Task statement
Repeat the entries from the line holding "target: red yellow blue checkered fabric" through the line holding "[[[195,29],[0,4],[0,277],[49,233],[67,332],[204,292]]]", inclusive, swapping "checkered fabric" for "tartan cloth" and keeping everything else the same.

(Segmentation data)
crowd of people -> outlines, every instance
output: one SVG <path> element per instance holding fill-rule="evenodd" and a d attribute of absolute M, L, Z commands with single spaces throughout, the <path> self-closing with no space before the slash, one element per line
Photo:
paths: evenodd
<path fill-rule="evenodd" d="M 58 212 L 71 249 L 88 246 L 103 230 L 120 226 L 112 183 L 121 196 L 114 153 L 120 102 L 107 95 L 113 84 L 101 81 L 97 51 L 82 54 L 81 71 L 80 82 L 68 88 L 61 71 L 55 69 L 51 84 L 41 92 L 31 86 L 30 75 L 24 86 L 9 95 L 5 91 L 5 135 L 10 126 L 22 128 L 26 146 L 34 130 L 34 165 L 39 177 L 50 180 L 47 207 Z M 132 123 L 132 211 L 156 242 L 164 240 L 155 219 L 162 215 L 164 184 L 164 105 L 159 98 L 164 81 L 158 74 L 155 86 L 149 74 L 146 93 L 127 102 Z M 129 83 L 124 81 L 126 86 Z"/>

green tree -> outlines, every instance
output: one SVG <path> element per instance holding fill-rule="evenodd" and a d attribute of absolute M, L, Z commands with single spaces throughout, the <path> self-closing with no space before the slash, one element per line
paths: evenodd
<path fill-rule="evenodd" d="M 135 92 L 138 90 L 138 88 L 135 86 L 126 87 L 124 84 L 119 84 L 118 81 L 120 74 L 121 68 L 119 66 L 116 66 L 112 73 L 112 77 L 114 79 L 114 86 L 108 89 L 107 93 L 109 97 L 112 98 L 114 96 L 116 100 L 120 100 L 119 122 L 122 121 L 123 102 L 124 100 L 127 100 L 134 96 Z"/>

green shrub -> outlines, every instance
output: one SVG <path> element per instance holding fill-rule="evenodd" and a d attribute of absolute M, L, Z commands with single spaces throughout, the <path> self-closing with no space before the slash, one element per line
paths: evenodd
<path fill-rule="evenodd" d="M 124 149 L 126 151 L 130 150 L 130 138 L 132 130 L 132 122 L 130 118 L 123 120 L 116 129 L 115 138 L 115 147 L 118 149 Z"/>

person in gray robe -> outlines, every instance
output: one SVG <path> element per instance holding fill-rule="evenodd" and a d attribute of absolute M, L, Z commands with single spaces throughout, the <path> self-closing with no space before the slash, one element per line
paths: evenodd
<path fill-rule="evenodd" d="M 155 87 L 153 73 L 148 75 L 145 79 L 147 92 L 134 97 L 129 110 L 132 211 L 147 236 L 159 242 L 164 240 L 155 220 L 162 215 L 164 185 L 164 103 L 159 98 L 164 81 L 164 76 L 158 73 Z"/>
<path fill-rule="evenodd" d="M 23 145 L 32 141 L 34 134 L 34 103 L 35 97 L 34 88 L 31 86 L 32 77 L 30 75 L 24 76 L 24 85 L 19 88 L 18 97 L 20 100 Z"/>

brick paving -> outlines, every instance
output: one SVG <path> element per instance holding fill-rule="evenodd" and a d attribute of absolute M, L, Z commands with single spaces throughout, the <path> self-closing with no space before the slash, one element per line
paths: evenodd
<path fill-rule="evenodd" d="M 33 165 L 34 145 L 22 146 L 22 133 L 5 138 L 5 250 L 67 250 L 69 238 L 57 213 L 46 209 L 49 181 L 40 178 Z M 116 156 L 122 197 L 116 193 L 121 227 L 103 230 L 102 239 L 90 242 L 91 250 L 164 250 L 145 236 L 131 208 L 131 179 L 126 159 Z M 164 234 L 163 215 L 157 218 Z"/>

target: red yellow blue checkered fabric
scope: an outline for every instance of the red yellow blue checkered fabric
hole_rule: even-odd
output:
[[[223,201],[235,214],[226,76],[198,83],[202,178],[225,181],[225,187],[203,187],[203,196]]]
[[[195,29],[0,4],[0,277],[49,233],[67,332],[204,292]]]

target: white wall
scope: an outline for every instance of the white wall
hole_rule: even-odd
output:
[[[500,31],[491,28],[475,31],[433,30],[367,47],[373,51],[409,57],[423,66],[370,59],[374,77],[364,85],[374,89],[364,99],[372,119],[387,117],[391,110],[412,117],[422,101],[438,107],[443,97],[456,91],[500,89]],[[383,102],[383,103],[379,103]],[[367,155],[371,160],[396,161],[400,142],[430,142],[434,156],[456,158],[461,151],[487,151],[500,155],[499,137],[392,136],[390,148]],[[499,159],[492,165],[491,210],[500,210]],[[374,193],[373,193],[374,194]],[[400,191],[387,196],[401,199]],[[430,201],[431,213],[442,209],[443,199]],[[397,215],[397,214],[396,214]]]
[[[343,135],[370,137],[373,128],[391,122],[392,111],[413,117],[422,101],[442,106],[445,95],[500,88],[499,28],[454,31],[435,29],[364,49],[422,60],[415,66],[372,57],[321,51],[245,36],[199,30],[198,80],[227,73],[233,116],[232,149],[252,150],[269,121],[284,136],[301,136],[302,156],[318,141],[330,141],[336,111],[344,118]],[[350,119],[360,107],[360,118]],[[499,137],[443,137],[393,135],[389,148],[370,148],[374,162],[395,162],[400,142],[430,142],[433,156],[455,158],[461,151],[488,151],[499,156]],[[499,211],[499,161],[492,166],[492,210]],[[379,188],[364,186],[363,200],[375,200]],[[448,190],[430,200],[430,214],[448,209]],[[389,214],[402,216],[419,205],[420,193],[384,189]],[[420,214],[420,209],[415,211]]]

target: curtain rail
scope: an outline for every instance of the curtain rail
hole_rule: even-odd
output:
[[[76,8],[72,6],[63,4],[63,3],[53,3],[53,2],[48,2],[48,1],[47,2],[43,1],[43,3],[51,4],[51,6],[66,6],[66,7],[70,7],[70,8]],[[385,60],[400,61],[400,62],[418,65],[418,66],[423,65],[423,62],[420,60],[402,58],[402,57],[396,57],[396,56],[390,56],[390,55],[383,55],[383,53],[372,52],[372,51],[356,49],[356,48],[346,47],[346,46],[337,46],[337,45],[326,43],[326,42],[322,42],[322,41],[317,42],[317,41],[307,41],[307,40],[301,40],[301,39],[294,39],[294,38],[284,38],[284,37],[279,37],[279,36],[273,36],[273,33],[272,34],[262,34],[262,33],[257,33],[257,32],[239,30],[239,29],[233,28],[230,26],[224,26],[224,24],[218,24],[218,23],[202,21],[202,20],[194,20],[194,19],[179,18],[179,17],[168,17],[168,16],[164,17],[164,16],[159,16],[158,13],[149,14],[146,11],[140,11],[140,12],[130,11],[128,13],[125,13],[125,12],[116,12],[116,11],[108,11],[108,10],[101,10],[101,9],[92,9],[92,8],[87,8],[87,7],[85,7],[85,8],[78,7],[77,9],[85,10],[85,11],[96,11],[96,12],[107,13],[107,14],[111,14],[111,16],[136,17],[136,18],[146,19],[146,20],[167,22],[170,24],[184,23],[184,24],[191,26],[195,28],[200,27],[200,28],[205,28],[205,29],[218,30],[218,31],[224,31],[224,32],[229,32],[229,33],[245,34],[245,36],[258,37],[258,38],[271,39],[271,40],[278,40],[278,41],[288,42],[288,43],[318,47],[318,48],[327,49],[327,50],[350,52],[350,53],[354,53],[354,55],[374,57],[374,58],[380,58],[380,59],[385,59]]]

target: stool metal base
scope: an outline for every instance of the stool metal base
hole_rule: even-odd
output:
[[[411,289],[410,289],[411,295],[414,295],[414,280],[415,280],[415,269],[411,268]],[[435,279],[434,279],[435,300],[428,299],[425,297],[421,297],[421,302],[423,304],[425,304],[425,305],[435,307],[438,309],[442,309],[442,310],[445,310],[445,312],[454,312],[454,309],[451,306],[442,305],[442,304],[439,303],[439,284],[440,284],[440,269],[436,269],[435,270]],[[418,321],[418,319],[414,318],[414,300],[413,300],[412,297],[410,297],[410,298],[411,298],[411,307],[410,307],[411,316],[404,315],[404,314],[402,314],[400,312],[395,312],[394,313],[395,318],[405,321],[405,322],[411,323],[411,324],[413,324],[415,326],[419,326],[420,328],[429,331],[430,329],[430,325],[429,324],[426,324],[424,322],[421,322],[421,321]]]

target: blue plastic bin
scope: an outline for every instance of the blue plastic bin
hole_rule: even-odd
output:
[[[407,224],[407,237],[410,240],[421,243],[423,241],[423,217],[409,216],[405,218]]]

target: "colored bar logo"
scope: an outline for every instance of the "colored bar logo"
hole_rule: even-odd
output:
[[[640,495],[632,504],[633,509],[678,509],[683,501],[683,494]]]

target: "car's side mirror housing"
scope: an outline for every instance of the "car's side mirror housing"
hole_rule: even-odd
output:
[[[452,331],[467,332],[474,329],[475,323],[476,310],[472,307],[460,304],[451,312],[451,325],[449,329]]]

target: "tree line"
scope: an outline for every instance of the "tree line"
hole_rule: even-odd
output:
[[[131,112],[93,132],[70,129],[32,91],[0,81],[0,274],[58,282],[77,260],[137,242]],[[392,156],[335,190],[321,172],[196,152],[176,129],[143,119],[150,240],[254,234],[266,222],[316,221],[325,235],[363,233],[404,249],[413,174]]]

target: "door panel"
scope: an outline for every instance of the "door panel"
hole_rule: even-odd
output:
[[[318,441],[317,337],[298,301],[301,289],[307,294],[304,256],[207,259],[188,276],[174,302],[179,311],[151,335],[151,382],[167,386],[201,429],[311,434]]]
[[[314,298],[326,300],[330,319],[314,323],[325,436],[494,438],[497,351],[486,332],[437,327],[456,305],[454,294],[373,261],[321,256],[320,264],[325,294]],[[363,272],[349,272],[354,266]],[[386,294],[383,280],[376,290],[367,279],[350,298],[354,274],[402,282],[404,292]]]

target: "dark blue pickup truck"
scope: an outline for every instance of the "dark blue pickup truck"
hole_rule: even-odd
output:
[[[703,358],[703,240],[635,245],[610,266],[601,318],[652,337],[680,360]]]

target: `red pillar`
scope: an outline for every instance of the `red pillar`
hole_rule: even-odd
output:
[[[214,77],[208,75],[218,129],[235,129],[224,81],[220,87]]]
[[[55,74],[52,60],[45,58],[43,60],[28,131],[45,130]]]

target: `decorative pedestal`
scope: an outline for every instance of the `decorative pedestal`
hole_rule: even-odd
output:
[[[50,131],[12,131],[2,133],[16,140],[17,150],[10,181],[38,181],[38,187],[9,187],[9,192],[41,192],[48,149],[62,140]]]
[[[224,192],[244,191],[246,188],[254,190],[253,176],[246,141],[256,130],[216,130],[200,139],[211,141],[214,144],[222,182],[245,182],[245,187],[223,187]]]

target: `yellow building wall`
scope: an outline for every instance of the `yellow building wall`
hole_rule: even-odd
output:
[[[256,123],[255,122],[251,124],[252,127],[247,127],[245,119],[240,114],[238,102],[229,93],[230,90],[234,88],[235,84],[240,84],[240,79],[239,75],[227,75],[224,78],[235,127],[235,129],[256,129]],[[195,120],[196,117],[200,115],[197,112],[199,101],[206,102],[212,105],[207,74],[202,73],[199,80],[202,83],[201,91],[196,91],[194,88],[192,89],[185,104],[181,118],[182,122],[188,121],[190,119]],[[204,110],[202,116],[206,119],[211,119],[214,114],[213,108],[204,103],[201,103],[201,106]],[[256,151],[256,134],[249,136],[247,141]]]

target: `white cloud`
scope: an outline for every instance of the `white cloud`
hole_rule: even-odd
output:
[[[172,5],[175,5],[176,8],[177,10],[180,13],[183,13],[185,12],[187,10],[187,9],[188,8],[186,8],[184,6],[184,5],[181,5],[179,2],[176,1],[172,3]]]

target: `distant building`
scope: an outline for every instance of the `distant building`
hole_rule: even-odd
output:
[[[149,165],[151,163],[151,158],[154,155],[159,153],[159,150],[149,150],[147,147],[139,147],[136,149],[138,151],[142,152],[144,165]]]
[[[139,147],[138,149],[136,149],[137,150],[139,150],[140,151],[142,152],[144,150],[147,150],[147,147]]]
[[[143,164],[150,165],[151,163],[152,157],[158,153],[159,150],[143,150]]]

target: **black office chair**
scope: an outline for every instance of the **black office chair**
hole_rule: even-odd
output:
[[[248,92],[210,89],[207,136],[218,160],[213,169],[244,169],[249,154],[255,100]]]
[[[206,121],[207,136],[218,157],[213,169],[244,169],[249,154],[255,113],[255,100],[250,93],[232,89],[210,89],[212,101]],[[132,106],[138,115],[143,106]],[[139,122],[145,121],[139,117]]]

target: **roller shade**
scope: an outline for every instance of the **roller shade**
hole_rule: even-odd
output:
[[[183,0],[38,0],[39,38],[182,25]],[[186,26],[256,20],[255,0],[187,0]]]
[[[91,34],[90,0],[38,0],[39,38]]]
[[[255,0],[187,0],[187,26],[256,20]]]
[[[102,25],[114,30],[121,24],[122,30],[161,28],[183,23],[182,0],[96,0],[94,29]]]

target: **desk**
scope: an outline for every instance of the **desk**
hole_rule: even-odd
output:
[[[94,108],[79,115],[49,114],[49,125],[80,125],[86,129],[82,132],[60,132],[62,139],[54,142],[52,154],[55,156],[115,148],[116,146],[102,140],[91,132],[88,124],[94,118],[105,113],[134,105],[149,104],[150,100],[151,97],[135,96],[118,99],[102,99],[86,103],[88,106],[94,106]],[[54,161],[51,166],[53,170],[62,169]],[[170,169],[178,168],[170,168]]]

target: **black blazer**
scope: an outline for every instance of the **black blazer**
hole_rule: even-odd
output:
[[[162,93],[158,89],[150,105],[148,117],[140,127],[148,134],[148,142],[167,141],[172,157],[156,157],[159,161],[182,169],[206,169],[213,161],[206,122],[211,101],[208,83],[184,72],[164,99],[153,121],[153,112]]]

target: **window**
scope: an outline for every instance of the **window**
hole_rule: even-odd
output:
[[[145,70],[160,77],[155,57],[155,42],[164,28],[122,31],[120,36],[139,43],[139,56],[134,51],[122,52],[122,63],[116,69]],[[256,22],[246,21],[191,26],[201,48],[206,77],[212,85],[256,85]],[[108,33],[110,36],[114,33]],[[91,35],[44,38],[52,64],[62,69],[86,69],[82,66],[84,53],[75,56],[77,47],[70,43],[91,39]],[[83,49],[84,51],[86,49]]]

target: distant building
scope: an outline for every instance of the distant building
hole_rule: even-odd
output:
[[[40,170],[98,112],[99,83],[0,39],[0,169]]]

Response to this exercise
target: red yellow blue tartan cloth
scope: an outline for every instance of the red yellow blue tartan cloth
hole_rule: even-odd
output:
[[[223,201],[235,214],[226,76],[198,83],[202,178],[225,181],[225,187],[203,187],[203,196]]]
[[[195,29],[0,4],[0,277],[49,233],[67,332],[204,292]]]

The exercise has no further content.